### DOCUMENT SEGMENT
══════
Hyundai is slowly backing away from the all-screen approach to interior design.
Hyundai Design North America Vice President Ha Hak-soo said that people "get stressed, annoyed and steamed when they want to control something in a pinch but are unable to do so."
Design is science, they fail and go back. Doing the same thing over and over again hoping for a different outcome is the definition of insanity.. Oh wait.
Honestly. I'd be fine with a touchscreen for things you wouldn't likely be adjusting on the go anyways - but basic stuff like the radio and AC/Fans should always be easy to distinguish, don't need to look away from the road to operate buttons. Making basic stuff require touchscreen is inconvenient at best and outright dangerous at worst.
Give me a manageable handful of physical buttons with defaults but that I can customize. The pendulum swung too far. There is a Place for touch screens and buttons in cars. They can live in Harmony. Personally, I never want to see a climate control physical button except maybe for my passengers microclimates. I set a setpoint and set the fan to auto like I do in my house. Let the car adjust to the preferred setpoint. Heated seats / heated steering wheel? Programmed parameters.
Stereo controls? Hell yeah, let's get tactile - don't make me look at anything for that. I don't mind the idea of voice controls too, but I've never met one in a car that wasn't frustrating AF. Prefer to leave that out until the tech improves.
══════
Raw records
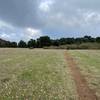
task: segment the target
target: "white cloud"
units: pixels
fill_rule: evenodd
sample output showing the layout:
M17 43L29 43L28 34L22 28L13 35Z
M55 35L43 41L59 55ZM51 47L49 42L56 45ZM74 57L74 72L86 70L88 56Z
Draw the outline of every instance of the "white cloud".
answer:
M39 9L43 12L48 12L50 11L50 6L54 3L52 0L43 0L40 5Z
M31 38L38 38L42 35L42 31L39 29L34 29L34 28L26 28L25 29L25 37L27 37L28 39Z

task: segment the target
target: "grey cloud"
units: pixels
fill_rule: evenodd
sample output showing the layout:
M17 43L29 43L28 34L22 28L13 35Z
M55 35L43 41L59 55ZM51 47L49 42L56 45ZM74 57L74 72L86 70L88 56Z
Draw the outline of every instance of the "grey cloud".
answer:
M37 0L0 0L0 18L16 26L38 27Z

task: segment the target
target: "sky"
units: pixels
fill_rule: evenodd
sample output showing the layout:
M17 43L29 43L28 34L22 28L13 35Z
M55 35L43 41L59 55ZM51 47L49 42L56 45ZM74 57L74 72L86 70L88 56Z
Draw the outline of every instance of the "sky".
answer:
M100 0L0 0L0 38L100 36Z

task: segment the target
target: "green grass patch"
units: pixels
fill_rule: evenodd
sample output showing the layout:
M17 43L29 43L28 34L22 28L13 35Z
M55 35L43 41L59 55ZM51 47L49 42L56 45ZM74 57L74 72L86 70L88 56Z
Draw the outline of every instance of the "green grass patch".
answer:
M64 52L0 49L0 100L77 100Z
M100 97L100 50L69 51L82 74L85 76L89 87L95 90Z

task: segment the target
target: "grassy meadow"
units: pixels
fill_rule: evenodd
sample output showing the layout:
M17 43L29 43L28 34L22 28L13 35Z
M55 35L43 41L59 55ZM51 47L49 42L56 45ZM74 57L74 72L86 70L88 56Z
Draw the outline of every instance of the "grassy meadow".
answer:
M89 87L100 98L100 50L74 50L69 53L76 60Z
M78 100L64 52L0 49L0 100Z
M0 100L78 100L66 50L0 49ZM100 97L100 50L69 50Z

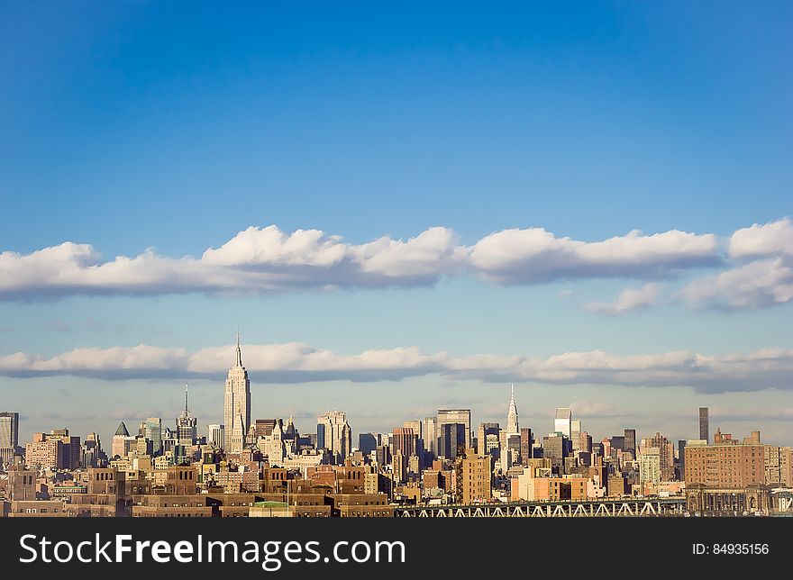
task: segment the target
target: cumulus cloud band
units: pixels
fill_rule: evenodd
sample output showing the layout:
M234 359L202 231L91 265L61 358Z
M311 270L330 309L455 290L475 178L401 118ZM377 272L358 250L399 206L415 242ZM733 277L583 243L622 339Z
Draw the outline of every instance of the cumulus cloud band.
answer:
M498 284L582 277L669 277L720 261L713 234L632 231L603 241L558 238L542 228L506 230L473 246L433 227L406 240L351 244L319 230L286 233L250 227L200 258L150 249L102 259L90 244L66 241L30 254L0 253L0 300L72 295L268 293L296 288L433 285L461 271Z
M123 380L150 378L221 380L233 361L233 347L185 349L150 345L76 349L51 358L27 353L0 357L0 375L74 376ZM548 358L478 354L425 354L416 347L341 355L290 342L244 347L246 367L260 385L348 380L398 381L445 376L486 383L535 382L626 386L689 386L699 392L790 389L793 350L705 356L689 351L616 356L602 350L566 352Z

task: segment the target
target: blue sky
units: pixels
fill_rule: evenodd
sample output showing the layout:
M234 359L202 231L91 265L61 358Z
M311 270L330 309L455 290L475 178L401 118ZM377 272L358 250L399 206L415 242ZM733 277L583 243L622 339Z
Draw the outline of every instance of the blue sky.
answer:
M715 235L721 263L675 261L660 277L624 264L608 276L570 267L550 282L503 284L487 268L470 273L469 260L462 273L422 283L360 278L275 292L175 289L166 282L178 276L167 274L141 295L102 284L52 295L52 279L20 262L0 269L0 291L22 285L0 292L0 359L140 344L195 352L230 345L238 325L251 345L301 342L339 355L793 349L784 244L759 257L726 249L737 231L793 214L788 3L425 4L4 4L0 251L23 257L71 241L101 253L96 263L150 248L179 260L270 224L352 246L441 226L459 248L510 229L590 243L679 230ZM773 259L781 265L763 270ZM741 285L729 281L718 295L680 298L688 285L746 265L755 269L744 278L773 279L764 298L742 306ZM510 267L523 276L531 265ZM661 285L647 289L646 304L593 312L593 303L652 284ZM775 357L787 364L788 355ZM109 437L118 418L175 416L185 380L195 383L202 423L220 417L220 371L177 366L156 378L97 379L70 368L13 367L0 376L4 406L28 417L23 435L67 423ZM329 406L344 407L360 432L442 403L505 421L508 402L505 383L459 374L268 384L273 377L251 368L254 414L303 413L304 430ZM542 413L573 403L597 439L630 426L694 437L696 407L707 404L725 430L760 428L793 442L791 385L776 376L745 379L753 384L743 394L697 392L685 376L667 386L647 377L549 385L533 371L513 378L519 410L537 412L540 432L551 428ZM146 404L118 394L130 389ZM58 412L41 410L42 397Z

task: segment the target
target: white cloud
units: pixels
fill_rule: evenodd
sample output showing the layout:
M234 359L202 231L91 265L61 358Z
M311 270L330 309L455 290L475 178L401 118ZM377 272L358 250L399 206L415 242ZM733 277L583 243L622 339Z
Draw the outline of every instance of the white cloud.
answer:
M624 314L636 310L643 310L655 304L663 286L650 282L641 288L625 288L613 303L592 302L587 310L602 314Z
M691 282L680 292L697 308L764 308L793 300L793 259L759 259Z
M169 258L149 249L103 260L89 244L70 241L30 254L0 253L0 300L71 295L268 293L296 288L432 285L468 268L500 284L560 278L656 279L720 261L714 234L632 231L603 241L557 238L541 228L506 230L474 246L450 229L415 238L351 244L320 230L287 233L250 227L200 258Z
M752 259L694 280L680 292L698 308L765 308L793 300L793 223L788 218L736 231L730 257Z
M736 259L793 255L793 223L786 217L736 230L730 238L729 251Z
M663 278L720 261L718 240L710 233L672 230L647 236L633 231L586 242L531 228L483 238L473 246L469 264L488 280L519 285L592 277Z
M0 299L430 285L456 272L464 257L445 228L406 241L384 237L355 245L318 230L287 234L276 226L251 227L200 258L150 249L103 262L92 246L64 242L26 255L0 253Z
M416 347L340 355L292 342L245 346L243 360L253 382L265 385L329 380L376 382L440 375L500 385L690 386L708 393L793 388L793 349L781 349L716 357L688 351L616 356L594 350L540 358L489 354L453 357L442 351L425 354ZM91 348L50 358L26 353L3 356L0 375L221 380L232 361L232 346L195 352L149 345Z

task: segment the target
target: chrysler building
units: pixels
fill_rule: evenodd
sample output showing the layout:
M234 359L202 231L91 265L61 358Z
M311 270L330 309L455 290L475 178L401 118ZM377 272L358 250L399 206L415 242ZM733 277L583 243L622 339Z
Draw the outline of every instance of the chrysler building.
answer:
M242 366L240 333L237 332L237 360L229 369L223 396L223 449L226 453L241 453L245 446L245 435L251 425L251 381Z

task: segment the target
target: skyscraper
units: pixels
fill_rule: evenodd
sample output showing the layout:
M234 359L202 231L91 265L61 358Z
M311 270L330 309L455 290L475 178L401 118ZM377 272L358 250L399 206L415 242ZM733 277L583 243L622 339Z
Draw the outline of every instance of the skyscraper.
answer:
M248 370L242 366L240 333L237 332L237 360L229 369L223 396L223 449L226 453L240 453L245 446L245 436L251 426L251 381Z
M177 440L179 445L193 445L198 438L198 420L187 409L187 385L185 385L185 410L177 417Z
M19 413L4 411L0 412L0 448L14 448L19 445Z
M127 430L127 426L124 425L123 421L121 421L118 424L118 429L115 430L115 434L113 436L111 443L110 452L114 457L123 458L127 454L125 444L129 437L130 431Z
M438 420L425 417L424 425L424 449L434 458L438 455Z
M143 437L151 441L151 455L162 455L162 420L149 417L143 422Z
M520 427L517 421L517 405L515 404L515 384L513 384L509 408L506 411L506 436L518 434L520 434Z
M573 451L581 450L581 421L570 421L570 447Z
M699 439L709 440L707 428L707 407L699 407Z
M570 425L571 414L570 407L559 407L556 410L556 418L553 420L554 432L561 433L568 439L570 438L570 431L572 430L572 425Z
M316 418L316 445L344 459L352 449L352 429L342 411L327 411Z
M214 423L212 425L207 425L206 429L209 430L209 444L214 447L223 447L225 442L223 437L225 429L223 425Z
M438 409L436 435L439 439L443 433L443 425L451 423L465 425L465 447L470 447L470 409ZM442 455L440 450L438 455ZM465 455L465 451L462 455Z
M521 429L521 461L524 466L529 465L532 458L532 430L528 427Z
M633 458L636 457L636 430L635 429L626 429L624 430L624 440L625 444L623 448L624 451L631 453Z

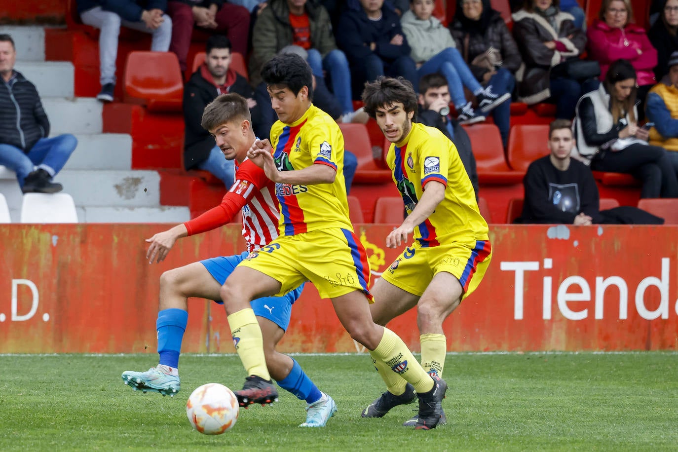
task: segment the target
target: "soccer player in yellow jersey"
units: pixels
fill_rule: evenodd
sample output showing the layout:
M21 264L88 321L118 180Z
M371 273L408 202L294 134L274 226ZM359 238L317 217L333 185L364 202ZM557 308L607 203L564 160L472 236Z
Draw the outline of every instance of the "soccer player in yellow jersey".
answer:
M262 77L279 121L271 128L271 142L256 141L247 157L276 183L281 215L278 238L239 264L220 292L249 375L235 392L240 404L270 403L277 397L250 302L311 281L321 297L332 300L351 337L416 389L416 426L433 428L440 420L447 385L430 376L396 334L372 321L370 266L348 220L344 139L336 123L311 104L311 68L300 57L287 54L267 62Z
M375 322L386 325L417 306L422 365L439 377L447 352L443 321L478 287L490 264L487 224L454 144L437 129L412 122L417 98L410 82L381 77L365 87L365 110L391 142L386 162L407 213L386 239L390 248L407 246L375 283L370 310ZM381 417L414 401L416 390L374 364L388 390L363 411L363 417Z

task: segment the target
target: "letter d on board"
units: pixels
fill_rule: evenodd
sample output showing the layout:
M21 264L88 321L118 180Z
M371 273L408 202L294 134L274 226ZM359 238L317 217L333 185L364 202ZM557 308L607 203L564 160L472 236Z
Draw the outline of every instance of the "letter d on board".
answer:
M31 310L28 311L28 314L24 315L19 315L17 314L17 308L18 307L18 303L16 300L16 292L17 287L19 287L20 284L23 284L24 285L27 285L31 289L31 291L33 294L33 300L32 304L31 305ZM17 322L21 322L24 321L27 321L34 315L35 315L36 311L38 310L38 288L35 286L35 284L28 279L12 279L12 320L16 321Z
══════
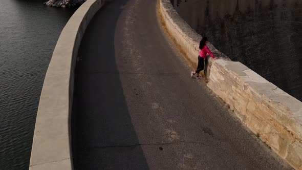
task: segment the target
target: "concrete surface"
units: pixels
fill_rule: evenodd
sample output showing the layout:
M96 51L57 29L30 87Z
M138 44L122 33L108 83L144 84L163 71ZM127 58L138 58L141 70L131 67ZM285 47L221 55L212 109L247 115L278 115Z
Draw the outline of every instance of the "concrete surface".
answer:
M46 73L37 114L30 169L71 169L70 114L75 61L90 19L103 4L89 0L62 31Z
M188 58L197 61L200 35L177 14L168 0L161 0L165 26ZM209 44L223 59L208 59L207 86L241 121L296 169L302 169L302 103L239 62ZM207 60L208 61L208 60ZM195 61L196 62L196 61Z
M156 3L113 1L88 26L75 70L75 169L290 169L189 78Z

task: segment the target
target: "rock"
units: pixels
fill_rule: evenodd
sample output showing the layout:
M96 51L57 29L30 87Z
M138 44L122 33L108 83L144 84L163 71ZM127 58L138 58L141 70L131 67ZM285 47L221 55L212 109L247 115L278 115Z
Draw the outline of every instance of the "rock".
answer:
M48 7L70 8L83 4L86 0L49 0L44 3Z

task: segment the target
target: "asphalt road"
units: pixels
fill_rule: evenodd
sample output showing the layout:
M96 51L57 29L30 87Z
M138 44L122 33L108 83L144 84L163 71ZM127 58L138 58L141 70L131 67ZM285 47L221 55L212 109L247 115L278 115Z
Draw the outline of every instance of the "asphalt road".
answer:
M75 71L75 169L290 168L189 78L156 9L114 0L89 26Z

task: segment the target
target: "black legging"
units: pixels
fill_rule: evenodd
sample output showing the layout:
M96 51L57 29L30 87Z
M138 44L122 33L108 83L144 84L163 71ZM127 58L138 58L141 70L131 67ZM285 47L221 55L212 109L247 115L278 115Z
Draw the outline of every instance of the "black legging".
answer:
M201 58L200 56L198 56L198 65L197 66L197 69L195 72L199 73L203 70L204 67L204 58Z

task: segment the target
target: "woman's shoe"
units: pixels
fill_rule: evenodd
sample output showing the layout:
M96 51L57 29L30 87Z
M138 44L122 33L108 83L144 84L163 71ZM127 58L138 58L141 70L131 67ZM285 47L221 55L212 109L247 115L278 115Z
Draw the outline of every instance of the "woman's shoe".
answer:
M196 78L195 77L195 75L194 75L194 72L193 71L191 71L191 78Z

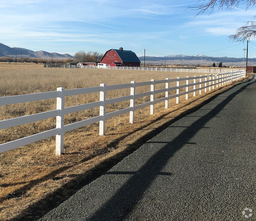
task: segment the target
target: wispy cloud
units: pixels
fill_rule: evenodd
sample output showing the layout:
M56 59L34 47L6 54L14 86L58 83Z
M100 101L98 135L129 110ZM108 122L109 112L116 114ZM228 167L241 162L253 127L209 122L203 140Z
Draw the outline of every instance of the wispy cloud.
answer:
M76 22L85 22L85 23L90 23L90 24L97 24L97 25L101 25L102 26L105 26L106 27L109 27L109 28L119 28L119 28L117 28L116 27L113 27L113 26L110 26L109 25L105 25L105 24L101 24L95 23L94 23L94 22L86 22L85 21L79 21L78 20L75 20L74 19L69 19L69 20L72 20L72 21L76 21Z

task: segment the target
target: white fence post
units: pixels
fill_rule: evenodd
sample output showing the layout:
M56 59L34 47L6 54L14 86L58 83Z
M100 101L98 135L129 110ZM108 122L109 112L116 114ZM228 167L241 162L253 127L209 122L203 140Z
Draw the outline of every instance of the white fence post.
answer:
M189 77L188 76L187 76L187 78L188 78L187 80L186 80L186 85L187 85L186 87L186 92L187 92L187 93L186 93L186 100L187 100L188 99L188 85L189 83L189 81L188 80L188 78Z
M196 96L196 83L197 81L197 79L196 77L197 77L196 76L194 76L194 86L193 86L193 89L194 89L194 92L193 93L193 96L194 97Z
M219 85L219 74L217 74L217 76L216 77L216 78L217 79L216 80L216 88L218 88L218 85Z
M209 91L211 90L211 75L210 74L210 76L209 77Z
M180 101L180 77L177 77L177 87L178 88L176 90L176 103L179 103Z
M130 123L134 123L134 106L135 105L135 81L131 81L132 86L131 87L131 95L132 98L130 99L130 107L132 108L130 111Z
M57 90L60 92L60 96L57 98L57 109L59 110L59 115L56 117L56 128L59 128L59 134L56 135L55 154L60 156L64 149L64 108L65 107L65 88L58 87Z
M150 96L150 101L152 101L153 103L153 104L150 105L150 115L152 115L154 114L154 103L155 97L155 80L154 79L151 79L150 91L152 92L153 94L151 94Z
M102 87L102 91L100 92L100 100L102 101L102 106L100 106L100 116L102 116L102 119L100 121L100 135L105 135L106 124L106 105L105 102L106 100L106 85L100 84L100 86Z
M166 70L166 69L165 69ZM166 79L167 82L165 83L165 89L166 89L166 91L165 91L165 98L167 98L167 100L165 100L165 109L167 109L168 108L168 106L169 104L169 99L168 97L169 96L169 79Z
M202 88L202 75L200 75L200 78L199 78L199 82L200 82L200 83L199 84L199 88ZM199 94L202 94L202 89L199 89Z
══════
### THE TASKS
1. In the Hyundai interior design text, what position does Ha Hak-soo hold?
2. Return each line of the records that contains the string "concrete".

### ANSWERS TO THE EXERCISE
1. Vice President of Hyundai Design North America.

2.
target: "concrete surface"
Draw the outline of every instance of the "concrete surface".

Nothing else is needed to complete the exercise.